The first sampling began on 20 April 2021 and focused on a survey of breeding birds, bats and ground-dwelling spiders. For the birds and bats we use small sound recording devices, called Audiomoth, positioning them in different fields with and without trees to record the calls of these animals from before sunset to after sunrise the following day. These calls are then identified with special software, to arrive at a species list and idea of relative abundance. For the spiders, so-called pitfall traps are dug into the ground along a transect in each field, and ten days later retrieved and the sample sent off to a lab to be identified and counted. Further measurements will be made in subsequent months, focussing on flowering plants, soil micro-organisms, and levels of natural predation – putting out dummy caterpillars and then counting marks that indicate attacks by birds and other animals.

What the exercise asks. Please write out the whole passage on the field sampling, word for word.

Given entries.
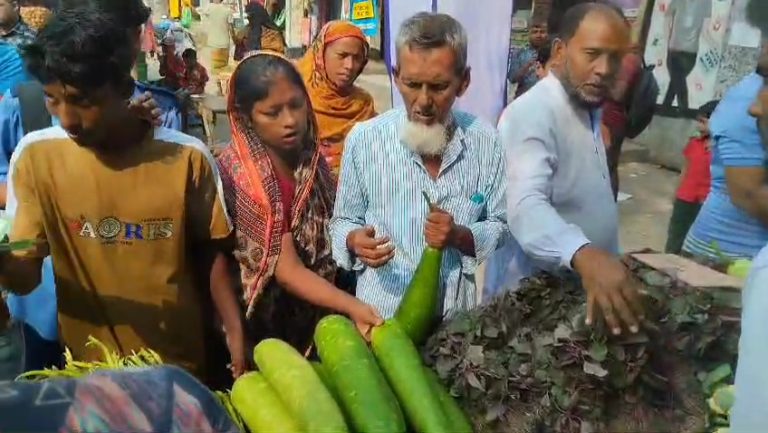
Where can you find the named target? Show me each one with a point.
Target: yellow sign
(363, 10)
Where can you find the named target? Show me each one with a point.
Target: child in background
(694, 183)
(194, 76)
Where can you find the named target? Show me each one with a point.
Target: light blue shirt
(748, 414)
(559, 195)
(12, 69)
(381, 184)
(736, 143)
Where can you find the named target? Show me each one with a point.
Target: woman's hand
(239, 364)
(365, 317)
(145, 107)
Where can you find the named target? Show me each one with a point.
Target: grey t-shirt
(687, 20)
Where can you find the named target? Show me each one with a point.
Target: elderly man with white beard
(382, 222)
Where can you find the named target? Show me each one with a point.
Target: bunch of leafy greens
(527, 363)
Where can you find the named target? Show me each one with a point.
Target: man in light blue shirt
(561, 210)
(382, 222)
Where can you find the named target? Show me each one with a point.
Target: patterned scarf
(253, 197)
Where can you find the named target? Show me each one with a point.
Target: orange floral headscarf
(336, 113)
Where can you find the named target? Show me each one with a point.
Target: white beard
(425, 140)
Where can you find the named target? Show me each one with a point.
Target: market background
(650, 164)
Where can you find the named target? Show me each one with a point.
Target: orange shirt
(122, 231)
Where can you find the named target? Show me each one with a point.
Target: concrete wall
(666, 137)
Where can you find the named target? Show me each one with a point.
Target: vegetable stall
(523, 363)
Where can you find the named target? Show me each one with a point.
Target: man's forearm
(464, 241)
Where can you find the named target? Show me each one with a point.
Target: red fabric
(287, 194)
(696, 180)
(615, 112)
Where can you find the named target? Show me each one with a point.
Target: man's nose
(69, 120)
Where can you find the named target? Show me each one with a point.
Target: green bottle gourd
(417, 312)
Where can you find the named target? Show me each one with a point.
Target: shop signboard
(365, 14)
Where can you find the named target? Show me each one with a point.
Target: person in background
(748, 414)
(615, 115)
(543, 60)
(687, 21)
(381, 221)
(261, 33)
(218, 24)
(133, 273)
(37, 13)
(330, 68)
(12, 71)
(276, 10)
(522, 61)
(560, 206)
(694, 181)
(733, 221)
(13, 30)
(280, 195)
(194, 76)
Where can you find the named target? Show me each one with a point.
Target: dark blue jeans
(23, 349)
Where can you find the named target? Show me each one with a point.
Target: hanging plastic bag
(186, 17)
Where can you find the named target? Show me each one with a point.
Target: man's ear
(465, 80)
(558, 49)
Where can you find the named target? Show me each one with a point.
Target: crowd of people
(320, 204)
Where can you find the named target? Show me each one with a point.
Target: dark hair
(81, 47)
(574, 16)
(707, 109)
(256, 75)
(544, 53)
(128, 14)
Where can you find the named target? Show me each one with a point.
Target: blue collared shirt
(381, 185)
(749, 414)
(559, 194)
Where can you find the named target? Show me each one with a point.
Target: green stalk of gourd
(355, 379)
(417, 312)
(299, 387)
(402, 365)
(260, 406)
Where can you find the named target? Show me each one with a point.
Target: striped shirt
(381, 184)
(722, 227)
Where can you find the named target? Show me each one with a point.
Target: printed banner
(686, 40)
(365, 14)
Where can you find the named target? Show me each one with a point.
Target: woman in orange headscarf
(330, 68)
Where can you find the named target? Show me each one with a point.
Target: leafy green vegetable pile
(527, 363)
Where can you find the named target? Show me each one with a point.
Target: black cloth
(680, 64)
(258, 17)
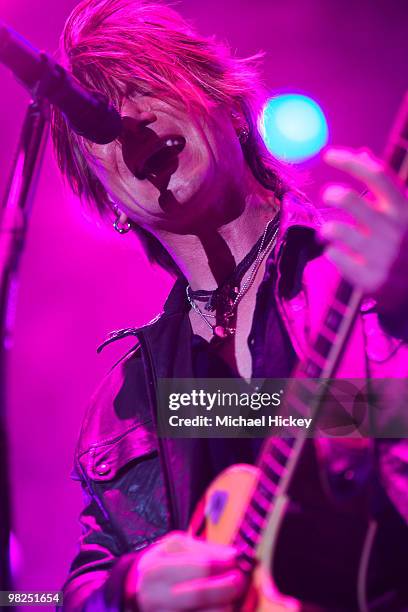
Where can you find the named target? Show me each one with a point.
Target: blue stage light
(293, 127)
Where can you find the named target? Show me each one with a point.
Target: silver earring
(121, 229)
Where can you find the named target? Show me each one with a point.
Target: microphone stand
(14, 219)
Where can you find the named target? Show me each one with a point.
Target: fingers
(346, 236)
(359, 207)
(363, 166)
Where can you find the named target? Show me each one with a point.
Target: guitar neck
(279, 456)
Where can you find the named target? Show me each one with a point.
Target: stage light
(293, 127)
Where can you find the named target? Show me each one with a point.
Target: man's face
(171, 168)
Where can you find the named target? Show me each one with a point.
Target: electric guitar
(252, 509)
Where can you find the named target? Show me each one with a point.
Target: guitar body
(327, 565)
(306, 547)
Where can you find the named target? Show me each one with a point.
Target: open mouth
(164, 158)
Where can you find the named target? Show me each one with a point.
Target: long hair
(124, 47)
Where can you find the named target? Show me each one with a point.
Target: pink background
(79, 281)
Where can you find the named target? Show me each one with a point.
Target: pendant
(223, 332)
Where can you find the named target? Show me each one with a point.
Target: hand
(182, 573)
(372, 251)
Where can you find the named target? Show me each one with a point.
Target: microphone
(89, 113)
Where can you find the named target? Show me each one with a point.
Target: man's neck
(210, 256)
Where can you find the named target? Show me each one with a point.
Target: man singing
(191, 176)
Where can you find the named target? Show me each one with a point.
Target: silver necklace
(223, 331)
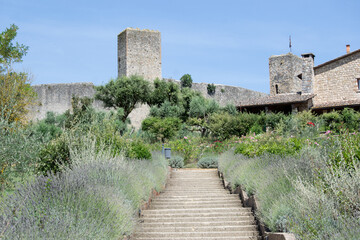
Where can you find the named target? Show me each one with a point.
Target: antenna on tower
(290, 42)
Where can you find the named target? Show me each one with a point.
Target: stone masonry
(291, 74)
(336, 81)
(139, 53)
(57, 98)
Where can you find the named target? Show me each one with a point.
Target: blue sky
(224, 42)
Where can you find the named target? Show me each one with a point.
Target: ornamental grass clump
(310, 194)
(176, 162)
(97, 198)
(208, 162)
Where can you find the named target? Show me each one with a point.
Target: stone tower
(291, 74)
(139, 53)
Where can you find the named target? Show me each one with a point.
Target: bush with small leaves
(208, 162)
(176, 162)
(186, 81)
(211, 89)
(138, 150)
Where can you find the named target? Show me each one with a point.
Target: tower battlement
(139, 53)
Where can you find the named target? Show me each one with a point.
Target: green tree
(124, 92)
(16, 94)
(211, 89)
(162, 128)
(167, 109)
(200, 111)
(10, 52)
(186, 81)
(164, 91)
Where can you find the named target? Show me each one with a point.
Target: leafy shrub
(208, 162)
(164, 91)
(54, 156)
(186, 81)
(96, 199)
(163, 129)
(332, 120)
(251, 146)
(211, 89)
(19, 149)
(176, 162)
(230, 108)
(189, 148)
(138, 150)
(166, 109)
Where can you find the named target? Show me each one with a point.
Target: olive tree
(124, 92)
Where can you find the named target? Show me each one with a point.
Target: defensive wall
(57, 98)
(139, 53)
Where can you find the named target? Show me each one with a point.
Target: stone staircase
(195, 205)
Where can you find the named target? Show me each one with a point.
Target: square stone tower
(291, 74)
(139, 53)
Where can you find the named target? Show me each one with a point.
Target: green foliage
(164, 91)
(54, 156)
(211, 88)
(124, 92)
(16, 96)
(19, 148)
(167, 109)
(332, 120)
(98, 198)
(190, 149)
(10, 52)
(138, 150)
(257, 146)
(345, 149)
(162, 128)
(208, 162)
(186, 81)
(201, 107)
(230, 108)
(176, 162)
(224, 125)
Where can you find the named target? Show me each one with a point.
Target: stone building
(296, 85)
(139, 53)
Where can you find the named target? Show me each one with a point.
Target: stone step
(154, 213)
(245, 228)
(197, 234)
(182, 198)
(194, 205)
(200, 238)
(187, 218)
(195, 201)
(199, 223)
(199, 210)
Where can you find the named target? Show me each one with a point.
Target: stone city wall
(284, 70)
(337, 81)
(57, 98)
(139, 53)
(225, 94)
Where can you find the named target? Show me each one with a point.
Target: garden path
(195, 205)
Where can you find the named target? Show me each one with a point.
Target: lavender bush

Output for this task.
The first sampling began on 20 April 2021 and focused on a survey of breeding birds, bats and ground-dwelling spiders. For the birds and bats we use small sound recording devices, called Audiomoth, positioning them in different fields with and without trees to record the calls of these animals from before sunset to after sunrise the following day. These calls are then identified with special software, to arrive at a species list and idea of relative abundance. For the spiders, so-called pitfall traps are dug into the ground along a transect in each field, and ten days later retrieved and the sample sent off to a lab to be identified and counted. Further measurements will be made in subsequent months, focussing on flowering plants, soil micro-organisms, and levels of natural predation – putting out dummy caterpillars and then counting marks that indicate attacks by birds and other animals.